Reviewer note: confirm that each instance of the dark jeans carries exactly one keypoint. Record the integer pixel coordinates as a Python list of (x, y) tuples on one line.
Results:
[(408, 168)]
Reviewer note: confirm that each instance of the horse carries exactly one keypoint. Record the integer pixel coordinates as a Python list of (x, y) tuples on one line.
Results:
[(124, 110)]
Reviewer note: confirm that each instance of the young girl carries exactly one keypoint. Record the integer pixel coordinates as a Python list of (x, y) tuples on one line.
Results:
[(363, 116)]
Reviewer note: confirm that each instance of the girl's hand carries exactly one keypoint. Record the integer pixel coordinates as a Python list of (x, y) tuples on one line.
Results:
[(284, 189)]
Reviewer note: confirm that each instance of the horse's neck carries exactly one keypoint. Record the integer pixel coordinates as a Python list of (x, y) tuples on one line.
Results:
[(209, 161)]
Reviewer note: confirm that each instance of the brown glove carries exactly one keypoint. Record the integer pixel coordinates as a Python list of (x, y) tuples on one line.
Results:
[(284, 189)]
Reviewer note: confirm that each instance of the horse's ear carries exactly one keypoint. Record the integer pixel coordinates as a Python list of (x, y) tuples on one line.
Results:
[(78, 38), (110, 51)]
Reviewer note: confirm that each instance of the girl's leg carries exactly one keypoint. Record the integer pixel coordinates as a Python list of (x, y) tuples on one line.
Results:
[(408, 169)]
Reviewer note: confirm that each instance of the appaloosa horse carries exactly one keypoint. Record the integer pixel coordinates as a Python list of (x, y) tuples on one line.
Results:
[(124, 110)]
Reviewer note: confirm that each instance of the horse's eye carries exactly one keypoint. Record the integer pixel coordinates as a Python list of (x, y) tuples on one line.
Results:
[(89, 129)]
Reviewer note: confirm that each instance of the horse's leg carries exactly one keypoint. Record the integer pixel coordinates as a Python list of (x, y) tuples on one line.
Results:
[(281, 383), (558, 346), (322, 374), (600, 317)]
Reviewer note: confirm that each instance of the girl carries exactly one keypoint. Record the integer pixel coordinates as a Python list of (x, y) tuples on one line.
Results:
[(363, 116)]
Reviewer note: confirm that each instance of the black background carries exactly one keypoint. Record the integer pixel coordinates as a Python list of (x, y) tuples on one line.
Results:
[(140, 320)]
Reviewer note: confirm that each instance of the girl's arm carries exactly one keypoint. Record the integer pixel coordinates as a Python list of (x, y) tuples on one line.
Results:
....
◆ **Exercise brief**
Copy all lines of the preceding data that hold the word "girl".

◆ **Result**
Reviewer note: confirm that each instance of the young girl carries exactly one keypoint. Record the integer pixel coordinates as a Python list of (x, y) tuples on one line.
Reviewer note: confirm that each instance of the girl's hand carries exactly one keypoint. Record the integer pixel coordinates as a Python list of (x, y) tuples on one line.
Reviewer note: confirm that each instance of the girl's leg carries exactly one keypoint. Record the integer pixel coordinates as a Python list of (x, y) tuples on one line.
Reviewer note: confirm that each instance of the girl carries exactly one keypoint. Record the integer pixel coordinates as a Python list of (x, y) tuples on one line.
Reviewer note: confirm that each instance of the girl's arm carries exactly one keypoint. Record the integer pixel coordinates as a Python list of (x, y) tuples on one line.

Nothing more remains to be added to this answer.